* Exercise details:
Starting at the line that contains "Reviewer note: check that every instance of the butterfly body" and ending at the line that contains "(1066, 182)", reproduce those lines with "blurred foliage" changed to "out-of-focus foliage" and everything else left unchanged.

Pointing data excerpts:
• • • •

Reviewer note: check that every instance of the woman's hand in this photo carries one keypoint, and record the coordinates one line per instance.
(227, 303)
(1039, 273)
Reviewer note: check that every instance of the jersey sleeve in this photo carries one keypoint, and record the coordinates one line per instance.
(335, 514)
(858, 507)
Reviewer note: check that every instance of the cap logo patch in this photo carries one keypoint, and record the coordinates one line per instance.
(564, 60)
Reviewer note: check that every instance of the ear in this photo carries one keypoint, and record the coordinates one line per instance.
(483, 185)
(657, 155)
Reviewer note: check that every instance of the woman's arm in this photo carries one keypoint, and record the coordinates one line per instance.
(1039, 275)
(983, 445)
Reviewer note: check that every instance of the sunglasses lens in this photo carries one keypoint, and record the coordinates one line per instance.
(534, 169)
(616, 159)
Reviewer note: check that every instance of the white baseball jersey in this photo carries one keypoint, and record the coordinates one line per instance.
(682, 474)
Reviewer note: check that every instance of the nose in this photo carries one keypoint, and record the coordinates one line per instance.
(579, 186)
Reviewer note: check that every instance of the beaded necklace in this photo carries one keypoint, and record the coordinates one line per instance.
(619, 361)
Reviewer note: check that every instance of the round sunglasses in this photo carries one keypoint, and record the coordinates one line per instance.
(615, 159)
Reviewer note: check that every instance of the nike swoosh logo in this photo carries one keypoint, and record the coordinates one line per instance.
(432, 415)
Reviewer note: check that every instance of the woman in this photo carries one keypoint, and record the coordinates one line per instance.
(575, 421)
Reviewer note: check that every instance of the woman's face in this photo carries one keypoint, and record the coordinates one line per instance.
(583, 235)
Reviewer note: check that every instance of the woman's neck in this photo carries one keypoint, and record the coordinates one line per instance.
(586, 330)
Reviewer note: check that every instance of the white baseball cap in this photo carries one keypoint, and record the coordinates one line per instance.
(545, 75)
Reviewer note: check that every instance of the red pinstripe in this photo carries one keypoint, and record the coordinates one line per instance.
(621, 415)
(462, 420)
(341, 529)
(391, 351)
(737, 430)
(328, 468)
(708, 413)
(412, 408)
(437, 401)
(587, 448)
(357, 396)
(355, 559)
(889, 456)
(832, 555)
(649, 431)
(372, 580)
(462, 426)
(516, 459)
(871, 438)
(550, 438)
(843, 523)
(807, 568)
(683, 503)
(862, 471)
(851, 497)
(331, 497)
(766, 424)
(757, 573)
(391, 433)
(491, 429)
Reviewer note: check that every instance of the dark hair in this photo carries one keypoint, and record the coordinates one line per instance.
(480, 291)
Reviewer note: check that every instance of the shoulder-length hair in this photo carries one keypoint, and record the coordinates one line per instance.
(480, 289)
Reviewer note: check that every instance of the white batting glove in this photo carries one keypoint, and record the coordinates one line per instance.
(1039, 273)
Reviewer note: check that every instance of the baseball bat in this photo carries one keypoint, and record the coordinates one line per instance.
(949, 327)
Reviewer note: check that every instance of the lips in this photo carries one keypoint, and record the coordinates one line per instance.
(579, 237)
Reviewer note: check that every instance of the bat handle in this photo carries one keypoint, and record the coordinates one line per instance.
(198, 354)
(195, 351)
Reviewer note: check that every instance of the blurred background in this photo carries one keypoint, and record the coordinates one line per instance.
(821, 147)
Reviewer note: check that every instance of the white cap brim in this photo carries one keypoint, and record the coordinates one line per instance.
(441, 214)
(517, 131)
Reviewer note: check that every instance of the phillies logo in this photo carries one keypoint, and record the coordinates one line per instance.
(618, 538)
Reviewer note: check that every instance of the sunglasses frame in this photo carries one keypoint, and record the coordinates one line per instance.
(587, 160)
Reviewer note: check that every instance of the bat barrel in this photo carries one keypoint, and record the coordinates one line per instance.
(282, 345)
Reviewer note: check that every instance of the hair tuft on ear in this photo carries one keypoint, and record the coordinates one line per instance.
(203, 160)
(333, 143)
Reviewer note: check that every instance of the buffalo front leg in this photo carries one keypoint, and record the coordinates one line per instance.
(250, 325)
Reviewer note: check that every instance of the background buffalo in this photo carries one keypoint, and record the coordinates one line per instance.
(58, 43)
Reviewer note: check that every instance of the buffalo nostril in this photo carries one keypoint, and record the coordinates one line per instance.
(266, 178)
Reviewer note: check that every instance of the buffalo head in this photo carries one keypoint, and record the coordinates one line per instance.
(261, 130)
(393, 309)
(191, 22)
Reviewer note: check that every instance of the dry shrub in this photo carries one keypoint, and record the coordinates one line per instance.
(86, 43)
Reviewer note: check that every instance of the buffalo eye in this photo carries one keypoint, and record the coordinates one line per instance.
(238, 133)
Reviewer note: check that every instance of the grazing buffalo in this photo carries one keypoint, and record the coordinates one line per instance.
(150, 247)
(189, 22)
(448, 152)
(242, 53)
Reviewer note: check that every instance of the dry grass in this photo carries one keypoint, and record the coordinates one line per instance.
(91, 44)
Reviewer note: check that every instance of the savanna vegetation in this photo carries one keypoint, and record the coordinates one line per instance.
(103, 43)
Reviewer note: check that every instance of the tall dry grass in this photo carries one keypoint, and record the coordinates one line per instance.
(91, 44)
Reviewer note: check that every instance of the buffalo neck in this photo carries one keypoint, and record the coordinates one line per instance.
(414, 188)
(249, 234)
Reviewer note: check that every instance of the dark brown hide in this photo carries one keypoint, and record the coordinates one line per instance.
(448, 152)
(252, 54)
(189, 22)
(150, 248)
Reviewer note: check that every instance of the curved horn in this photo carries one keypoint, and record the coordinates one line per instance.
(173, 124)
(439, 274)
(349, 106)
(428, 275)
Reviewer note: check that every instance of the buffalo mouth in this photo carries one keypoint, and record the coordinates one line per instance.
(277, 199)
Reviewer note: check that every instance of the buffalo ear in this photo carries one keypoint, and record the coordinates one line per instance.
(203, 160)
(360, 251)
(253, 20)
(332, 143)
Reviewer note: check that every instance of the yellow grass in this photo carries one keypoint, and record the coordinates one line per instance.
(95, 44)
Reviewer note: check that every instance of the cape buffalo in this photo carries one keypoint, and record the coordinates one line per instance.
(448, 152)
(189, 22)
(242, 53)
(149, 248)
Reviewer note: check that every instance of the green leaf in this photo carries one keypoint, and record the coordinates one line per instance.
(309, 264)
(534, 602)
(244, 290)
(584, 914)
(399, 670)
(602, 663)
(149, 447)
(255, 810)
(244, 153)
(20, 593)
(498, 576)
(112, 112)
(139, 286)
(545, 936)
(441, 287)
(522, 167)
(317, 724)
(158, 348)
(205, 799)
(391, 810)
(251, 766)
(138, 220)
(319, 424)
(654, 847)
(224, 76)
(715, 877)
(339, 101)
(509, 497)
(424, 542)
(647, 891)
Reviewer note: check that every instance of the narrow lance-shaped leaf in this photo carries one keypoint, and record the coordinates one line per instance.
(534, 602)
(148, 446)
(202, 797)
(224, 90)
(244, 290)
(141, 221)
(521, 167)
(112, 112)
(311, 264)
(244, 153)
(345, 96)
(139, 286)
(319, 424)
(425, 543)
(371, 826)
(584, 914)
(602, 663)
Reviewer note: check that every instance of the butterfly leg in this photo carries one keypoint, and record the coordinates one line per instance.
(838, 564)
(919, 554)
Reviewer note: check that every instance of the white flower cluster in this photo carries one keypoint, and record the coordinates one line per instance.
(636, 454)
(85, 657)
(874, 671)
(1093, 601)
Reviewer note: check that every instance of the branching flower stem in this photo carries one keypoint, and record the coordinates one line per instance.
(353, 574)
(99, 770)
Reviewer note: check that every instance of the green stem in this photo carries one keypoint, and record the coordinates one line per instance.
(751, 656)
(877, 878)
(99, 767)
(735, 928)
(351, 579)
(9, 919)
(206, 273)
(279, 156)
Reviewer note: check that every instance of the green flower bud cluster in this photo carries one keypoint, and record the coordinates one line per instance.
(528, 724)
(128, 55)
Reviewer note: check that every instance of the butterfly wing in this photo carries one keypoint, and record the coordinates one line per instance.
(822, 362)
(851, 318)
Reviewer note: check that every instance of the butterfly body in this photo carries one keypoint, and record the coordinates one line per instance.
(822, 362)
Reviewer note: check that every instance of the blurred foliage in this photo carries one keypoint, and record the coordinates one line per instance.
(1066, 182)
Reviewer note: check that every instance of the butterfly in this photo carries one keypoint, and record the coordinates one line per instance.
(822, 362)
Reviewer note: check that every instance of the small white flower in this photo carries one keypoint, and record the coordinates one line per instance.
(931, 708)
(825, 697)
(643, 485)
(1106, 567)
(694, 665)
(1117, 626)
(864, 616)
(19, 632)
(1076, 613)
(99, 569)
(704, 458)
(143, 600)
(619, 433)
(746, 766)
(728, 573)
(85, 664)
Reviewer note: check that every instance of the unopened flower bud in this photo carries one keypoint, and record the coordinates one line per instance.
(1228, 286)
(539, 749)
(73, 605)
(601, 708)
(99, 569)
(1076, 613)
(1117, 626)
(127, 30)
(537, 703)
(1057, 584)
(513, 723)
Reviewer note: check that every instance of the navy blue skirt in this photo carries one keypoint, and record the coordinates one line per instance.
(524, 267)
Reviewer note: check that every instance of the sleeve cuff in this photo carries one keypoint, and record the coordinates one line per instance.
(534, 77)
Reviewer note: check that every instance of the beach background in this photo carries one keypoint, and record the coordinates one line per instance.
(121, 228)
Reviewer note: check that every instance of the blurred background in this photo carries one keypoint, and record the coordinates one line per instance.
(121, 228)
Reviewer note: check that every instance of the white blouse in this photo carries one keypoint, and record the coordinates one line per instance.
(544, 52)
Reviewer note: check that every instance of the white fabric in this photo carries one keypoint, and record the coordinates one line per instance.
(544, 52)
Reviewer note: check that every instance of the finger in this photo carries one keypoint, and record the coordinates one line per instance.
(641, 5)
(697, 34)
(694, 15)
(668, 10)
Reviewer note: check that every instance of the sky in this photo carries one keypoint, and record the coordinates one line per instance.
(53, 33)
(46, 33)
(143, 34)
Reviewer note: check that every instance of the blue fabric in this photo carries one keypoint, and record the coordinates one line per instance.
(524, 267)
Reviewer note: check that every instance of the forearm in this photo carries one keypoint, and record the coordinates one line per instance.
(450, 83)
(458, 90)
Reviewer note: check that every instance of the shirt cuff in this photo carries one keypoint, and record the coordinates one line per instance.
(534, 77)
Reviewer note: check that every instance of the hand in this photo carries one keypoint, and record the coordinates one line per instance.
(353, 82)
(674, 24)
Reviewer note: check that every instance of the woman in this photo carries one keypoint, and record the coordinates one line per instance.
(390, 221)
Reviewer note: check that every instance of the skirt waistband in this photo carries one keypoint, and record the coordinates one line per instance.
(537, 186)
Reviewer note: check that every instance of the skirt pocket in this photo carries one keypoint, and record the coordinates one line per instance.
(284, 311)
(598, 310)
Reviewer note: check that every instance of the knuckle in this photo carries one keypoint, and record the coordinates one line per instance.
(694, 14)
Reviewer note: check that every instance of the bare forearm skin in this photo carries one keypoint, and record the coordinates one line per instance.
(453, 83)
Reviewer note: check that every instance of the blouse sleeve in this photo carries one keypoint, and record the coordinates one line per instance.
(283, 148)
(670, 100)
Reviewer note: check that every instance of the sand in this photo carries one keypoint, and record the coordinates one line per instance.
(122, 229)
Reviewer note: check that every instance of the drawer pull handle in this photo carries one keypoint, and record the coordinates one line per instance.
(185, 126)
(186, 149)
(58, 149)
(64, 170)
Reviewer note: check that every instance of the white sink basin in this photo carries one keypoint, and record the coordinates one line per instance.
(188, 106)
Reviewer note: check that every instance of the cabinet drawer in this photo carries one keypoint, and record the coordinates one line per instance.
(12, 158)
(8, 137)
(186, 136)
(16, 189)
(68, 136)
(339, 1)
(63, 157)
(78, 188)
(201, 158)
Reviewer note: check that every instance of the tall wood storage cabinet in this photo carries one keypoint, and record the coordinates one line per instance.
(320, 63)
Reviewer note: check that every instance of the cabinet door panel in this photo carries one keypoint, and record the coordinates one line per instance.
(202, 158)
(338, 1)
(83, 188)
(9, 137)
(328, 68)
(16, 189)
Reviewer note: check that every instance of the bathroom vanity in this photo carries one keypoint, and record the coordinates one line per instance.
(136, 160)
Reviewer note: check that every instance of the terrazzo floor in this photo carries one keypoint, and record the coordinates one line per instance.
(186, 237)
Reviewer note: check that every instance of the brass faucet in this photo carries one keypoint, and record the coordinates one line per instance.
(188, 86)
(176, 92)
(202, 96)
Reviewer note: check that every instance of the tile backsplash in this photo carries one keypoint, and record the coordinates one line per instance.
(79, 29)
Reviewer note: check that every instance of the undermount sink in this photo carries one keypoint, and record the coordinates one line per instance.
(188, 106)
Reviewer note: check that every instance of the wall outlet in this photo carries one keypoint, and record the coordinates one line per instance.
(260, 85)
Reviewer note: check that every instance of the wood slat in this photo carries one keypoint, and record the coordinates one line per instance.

• • • •

* The result:
Reviewer note: check that every instance of the butterfly body in this photo carries one keypoint, and record the coordinates one line per instance.
(822, 362)
Reviewer note: check that every instance of the out-of-focus foliage in this photo carries one keypoint, and record the coordinates one line per instance.
(1066, 182)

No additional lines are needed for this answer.